• [PAGE]
====

A 10 km solo effort and a time of around 37:20 is already highly suspicious, IMO, also considering that it's well into the third week.

He would have been much faster with a proper mountain train, of course. Sub 37 minutes for sure.
 
Race Radio said:
Nibali's time up Hautacam was 37:20 is 26th fastest. 2:42 slower then record of 34:38 by Bjarne Riis in 1996.
thank you, I took 26.52 but when the climb have started just to have a reference...

But despite this some people maybe consider suspicious that time... crazy :eek:

I know riders that are compiting getting 300 euro a month, so, tell me how is possible to dope with that, and they made 6 w/kg in 9 km climbs...
 
18-Valve. (pithy) said:
A 10 km solo effort and a time of around 37:20 is already highly suspicious, IMO, also considering that it's well into the third week.

He would have been much faster with a proper mountain train, of course. Sub 37 minutes for sure.
you can consider every good performance suspicious if you want, but...tail wind, good weather, short stage...and there is 25 times better that that in just 5 years, and you consider that supicious...

Of course, you can dope to do 30 minutes, but more than 27 is never suspicious if you ere a really good rider.

Oh my good!, 18 years ago Riis did almost 3 minutes less, and Riis is a **** of rider in conditiones compared to Nibali. the same Jaskula.

Of course, if Nibali is not a really good rider, you can say the his performance is suspicious, but not just for the time.

It is posible, and Quintana could improve that by half a minuten in the same conditions. I have not doubt, and will remain not suspicious.
 
6.13 by VAM. So for four climbs, his power by VAM was 5.84 – 6.13. Again, this a believable output in a general sense. Whether it is for Nibali, who knows?

Alex Simmons/RST said:
It's a mathematical certainty that coincidences will occur, if you look at enough data you'll find them. It's called the improbability principle.

I'm not saying that these were coincidences, but it's entirely possible that both the weather conditions and form of those riders on those days was the same. Or it might be form was somewhat different but conditions were different and happened to net such things out so that ascent times were the same. e.g. 5% more power but worse conditions. It happens.
I don’t see the point in speculating about coincidences when, just looking at the map, you can see that no matter what the prevailing wind direction is, it’s not going to be in a consistent direction wrt rider’s direction as he climbs. This just seems like a much simpler explanation to me.

I note that the "EPO era" times had quite a bit more variation.
Of course. When you take into account that probably not everyone was doping for any one race, differences in programs, differences in responding, it’s entirely to be expected that doping would add to variability.

====

• [EXERCISE INSTRUCTIONS]
(a) In the Hautacam thread, why would doping be expected to make ascent times vary more?
(b) Reproduce word for word the part of the Hautacam thread starting with "I'm not saying" and going on through "bit more variation.".

• [SOURCE DATA]

====

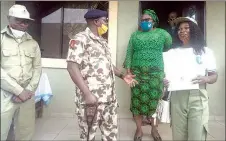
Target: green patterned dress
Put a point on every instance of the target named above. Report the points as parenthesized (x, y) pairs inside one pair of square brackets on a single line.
[(144, 58)]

====

• [SOLVED PROBLEMS]
(a) Probably not everyone was doping for any one race, and there were differences in doping programs and in how riders responded to them.

(b)
I'm not saying that these were coincidences, but it's entirely possible that both the weather conditions and form of those riders on those days was the same. Or it might be form was somewhat different but conditions were different and happened to net such things out so that ascent times were the same. e.g. 5% more power but worse conditions. It happens.
I don’t see the point in speculating about coincidences when, just looking at the map, you can see that no matter what the prevailing wind direction is, it’s not going to be in a consistent direction wrt rider’s direction as he climbs. This just seems like a much simpler explanation to me.

I note that the "EPO era" times had quite a bit more variation.